Work to be completed:
Each line must appear in the answer exactly as it does in the data.

=== Information given ===

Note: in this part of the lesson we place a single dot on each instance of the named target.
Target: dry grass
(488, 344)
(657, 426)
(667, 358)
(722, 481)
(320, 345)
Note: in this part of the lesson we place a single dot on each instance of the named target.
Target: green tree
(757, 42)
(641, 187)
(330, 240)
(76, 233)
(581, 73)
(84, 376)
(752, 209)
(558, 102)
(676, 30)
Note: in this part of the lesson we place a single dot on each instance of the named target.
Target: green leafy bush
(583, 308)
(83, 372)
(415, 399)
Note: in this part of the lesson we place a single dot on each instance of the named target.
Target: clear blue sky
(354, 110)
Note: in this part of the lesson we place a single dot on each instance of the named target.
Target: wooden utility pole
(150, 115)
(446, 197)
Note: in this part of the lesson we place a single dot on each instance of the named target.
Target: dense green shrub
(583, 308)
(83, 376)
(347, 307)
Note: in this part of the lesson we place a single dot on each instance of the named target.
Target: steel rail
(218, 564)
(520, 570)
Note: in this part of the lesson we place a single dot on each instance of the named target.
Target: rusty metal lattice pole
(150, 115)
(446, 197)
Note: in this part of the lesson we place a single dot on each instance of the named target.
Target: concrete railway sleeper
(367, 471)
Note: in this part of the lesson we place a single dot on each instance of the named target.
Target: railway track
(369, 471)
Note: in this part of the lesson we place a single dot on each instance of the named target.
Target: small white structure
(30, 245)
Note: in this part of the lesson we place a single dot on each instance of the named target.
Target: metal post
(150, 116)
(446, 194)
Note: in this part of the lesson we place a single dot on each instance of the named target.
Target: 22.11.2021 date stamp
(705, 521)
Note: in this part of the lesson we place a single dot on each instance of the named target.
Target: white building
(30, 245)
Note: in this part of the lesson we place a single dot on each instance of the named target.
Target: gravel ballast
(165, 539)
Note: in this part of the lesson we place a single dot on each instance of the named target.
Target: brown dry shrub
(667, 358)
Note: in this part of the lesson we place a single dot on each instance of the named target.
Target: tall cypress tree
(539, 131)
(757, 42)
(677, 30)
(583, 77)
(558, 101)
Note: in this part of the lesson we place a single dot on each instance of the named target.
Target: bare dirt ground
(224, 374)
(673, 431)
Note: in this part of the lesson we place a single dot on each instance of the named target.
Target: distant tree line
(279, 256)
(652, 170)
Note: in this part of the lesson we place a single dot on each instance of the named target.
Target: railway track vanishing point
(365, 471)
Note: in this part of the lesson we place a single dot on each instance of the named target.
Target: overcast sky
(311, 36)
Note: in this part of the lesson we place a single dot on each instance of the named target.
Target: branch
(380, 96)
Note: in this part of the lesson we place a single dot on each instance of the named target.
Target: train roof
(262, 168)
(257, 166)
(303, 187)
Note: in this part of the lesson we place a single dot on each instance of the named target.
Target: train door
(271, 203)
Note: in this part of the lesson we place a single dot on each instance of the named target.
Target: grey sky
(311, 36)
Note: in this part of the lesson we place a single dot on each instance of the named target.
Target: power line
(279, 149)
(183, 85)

===

Expected answer:
Note: in this part of the lesson we place a single dot on each instance of the named target.
Target: dry grass
(488, 344)
(657, 426)
(667, 358)
(722, 481)
(320, 345)
Note: in this part of the lesson we place a single dot on each instance of the named target.
Target: green tree
(757, 42)
(641, 187)
(330, 240)
(76, 233)
(581, 73)
(84, 376)
(752, 209)
(558, 102)
(676, 30)
Note: in this part of the lesson we place a single dot on each instance of the named target.
Target: green leafy bush
(583, 308)
(83, 372)
(415, 399)
Note: in this part of the lesson we place a single dot on each instance of the named target.
Target: clear blue sky
(354, 110)
Note: in this part of the lesson we place a single dot on each instance of the named target.
Target: wooden utility pole
(150, 115)
(446, 197)
Note: in this part of the lesson we place a single dot on each instance of the named target.
Target: dense green shrub
(583, 308)
(83, 376)
(347, 307)
Note: in this part of the lesson we place a single dot on each instance of the named target.
Target: steel rail
(218, 564)
(520, 570)
Note: in this part of the lesson we place a single dot on each instance of the named target.
Target: rusty metal lattice pole
(150, 115)
(446, 197)
Note: in this part of the lesson we place a single dot on each instance of the named target.
Target: concrete railway sleeper
(367, 471)
Note: in this part of the lesson we place a single dot on each instance of the named target.
Target: railway track
(369, 471)
Note: in this part of the lesson we place a single dot on each instance of the named target.
Target: small white structure
(30, 245)
Note: in this part of the lesson we place a single dot on each instance of the named target.
Target: metal post
(150, 116)
(446, 194)
Note: in this part of the lesson we place a single dot on each instance of the named target.
Target: 22.11.2021 date stamp
(705, 521)
Note: in this part of the lesson we place a single dot on each instance of the named target.
Target: white building
(30, 245)
Note: in this part of the lesson we place a single dot on each instance of the named target.
Target: gravel ballast
(165, 539)
Note: in this part of the lesson we place a single dot on each instance of the named target.
Target: brown dry shrub
(667, 358)
Note: in this part of the lesson we place a single dot on each instance of the named target.
Target: tall cypress tree
(539, 131)
(757, 42)
(677, 30)
(583, 77)
(558, 101)
Note: in this part of the lesson we place a single dot on each instance of the named target.
Target: bare dirt ground
(224, 374)
(673, 431)
Note: in this part of the lesson we place a single dot on each instance of the named target.
Target: distant tree line
(279, 256)
(652, 170)
Note: in this part of the lesson we place a single dot on each instance of the named target.
Target: railway track vanishing point
(365, 471)
Note: in this part of the lesson we place a single dot on each instance of the named target.
Target: overcast sky
(311, 36)
Note: in this part of the lesson we place a single dot on each instance of the named target.
Target: branch
(380, 96)
Note: in this part of the lesson we place a single dot on each instance of the named target.
Target: train roof
(262, 168)
(257, 166)
(303, 187)
Note: in this part of the lesson we place a single dot on each instance of the named target.
Target: train door
(271, 203)
Note: in this part of the lesson we place a single dot on each instance of the named target.
Target: grey sky
(311, 36)
Note: in this part of the lesson we place a single dot on each instance of the named target.
Target: power line
(279, 149)
(183, 85)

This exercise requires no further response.